> **YOUR ASSIGNMENT**
From the entries that follow, list every line in which the string "shoulder" appears.

START PROVIDED ENTRIES

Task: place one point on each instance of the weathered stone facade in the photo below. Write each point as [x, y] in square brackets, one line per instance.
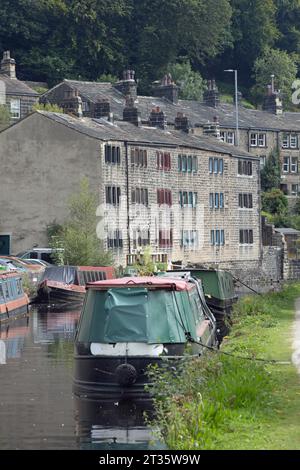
[161, 182]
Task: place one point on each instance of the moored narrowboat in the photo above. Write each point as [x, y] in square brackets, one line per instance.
[61, 284]
[13, 301]
[219, 291]
[128, 324]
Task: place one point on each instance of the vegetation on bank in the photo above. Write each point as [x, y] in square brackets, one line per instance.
[223, 402]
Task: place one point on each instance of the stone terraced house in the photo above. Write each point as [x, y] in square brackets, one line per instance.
[260, 131]
[192, 198]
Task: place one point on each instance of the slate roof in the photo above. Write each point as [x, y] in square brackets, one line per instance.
[197, 112]
[103, 130]
[16, 87]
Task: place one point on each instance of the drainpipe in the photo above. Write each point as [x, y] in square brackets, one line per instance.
[127, 196]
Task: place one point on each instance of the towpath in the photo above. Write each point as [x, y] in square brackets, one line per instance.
[296, 340]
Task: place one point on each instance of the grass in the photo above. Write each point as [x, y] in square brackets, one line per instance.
[229, 403]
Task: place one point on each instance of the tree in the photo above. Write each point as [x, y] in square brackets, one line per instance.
[191, 83]
[279, 63]
[271, 173]
[78, 235]
[274, 202]
[4, 117]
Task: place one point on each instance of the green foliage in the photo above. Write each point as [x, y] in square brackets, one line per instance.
[78, 235]
[271, 173]
[274, 202]
[4, 117]
[224, 402]
[54, 108]
[191, 83]
[279, 63]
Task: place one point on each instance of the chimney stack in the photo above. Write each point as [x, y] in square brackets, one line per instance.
[182, 123]
[212, 128]
[127, 86]
[72, 103]
[101, 108]
[211, 95]
[166, 89]
[131, 112]
[157, 118]
[8, 65]
[273, 101]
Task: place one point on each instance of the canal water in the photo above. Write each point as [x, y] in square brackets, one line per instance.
[37, 407]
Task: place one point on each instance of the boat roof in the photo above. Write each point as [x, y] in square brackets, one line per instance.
[152, 282]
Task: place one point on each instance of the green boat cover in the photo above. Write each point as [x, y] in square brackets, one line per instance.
[139, 315]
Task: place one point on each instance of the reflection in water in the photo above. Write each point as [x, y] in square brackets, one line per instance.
[37, 407]
[111, 426]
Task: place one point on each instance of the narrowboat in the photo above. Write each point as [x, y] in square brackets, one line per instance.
[128, 324]
[13, 301]
[219, 291]
[61, 284]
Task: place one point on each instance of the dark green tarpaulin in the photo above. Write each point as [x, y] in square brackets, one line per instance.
[133, 315]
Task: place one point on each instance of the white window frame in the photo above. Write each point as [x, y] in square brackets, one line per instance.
[293, 141]
[230, 137]
[285, 141]
[253, 140]
[261, 140]
[286, 166]
[15, 108]
[294, 166]
[295, 193]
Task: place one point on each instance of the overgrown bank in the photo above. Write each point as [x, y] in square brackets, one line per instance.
[230, 403]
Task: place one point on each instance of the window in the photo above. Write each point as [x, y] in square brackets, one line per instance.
[294, 165]
[112, 154]
[253, 140]
[163, 161]
[195, 164]
[139, 196]
[285, 141]
[190, 164]
[189, 238]
[138, 157]
[164, 196]
[15, 108]
[114, 239]
[289, 141]
[216, 200]
[245, 201]
[294, 141]
[165, 238]
[217, 237]
[221, 201]
[286, 164]
[189, 199]
[261, 140]
[140, 238]
[246, 237]
[244, 168]
[113, 195]
[294, 191]
[216, 166]
[230, 138]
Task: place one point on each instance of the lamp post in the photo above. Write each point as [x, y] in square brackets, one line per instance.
[237, 140]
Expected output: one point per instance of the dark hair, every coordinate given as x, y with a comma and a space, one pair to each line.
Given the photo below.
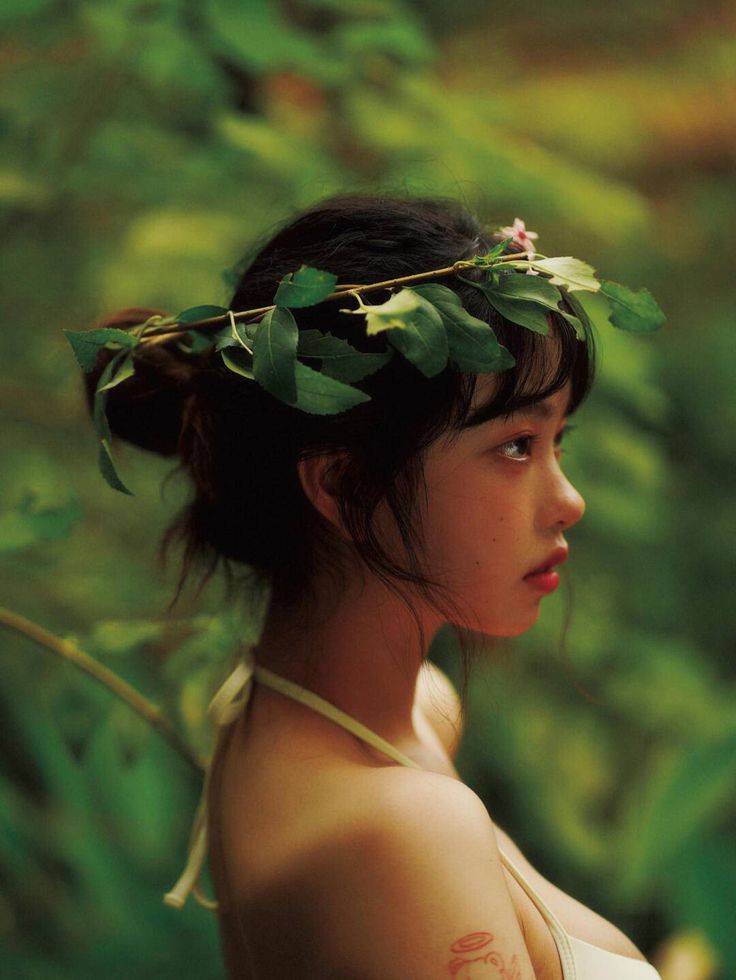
241, 445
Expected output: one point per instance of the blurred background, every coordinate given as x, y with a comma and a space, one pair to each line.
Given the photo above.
146, 146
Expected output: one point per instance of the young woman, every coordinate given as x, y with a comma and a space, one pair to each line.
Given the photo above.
342, 841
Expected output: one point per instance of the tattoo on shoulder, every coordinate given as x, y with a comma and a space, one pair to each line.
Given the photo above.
475, 959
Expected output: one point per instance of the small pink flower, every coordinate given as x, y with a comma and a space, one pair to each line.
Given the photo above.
521, 236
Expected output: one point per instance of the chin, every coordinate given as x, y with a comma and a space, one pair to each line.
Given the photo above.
516, 628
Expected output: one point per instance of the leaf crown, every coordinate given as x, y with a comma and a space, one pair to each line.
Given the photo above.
422, 320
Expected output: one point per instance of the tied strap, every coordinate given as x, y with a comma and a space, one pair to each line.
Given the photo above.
222, 710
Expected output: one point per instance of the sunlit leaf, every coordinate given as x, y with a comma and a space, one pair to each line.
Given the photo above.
413, 326
274, 354
195, 313
125, 370
472, 343
238, 360
305, 287
87, 344
34, 522
637, 312
569, 272
340, 360
320, 394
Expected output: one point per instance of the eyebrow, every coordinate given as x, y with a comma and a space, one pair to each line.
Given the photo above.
534, 410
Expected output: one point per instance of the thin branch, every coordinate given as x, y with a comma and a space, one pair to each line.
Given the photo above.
158, 334
150, 712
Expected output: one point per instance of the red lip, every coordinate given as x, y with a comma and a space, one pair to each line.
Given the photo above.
557, 557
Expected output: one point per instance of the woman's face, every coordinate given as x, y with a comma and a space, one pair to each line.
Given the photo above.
497, 508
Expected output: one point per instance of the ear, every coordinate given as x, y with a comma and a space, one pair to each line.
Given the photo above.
317, 475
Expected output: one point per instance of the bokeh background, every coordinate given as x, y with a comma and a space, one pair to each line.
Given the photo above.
146, 146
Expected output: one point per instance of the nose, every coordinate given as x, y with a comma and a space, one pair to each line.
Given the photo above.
564, 505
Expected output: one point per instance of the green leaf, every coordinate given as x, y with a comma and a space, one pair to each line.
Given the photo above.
594, 307
236, 335
238, 360
199, 341
575, 323
339, 359
488, 258
87, 344
636, 312
124, 371
413, 326
305, 287
33, 522
399, 310
274, 354
107, 468
320, 394
571, 273
519, 286
436, 293
104, 459
195, 313
526, 314
681, 796
472, 344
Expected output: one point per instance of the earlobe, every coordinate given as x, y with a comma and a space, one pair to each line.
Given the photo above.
317, 475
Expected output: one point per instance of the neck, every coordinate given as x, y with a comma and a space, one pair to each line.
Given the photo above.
363, 656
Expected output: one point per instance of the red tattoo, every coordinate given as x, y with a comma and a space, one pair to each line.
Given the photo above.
477, 962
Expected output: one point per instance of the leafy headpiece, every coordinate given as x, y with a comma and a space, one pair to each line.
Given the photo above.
422, 320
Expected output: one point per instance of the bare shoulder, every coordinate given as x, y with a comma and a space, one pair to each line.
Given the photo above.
440, 702
414, 887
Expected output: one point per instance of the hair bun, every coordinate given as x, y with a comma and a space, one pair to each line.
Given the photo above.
147, 409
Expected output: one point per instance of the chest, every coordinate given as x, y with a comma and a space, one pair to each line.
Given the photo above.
261, 819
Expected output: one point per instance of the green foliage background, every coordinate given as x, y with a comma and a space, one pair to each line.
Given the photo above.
145, 147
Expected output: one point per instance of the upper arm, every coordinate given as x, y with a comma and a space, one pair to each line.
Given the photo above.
441, 705
418, 890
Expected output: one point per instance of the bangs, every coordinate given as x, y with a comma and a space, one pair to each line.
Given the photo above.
544, 364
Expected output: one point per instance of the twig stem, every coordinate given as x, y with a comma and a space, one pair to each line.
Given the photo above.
150, 712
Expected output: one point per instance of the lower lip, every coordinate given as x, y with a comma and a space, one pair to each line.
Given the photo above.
543, 581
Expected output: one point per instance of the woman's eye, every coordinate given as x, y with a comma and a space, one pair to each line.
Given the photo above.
519, 448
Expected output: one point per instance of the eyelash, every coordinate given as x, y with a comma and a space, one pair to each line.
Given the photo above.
531, 439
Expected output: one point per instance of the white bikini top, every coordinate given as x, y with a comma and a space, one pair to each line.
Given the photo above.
580, 960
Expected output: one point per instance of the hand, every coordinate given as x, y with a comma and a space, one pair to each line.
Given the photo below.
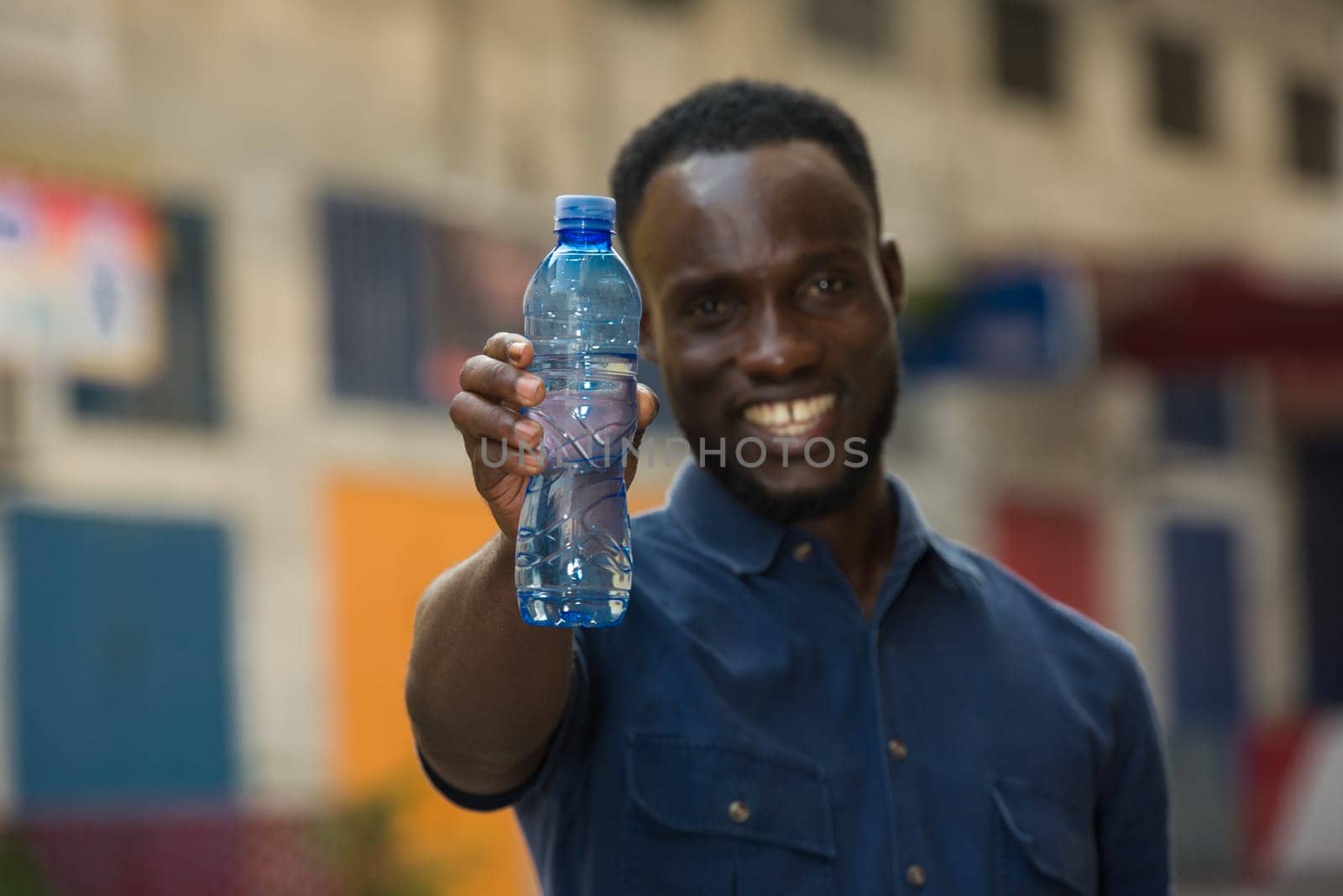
494, 385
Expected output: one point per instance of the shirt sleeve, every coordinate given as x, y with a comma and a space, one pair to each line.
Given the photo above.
564, 745
1134, 819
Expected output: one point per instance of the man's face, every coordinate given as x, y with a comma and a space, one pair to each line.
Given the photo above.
770, 305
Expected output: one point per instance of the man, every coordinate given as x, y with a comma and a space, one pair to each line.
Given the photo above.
812, 691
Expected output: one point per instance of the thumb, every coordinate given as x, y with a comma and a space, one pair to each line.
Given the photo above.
649, 407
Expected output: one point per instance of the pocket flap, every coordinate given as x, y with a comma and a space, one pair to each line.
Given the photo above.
1053, 833
715, 786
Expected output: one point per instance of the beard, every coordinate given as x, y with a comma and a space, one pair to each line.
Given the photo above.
823, 502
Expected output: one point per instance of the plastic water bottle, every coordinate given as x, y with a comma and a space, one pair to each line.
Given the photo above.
582, 314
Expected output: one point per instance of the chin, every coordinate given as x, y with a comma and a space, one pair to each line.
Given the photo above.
794, 494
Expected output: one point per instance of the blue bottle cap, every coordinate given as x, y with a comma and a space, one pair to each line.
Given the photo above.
586, 212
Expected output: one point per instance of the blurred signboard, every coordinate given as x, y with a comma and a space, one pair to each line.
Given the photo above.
80, 280
1011, 322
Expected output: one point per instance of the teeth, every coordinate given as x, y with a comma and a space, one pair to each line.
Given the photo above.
790, 418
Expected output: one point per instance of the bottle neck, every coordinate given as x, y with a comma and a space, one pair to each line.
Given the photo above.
582, 237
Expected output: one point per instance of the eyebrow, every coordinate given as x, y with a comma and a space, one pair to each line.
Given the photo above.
708, 280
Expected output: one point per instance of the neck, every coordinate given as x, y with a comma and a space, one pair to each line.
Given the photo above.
866, 557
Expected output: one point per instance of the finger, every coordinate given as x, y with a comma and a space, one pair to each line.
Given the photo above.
649, 407
510, 346
648, 411
477, 418
500, 381
492, 459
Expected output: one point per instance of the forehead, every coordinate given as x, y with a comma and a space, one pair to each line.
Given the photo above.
745, 211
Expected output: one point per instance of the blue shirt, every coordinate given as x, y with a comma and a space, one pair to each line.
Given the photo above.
747, 732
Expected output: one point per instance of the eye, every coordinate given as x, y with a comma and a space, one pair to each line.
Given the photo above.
829, 284
708, 306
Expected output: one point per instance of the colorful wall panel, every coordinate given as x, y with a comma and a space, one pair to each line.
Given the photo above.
1052, 546
123, 659
387, 539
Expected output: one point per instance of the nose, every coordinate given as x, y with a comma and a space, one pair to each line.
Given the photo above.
778, 345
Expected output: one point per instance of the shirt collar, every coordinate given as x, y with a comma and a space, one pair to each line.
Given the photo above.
723, 528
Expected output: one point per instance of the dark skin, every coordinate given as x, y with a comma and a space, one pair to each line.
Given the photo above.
765, 280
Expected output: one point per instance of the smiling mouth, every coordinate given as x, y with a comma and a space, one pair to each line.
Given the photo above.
790, 419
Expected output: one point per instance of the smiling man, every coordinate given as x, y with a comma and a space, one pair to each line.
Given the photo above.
812, 692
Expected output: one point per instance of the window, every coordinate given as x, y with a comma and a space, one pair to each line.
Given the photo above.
410, 300
185, 391
1195, 412
1313, 116
1178, 87
860, 24
1027, 49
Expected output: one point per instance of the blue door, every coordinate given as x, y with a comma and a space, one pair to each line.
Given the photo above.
1202, 600
121, 658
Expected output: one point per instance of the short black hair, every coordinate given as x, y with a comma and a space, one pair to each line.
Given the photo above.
734, 116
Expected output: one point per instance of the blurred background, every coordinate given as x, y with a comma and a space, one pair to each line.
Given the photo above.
246, 246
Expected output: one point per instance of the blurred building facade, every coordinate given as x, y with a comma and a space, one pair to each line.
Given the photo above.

END PROVIDED ENTRIES

> **RESULT FOR THIS EXERCISE**
Expected output: one point per instance of the tattoo on shoulder, every coordinate given as x, y with a comma and a space, one pair to each line.
Expected output: one point per instance of the bare shoulder, every coordinate given as x, y with a comma and a space, one pair to each line.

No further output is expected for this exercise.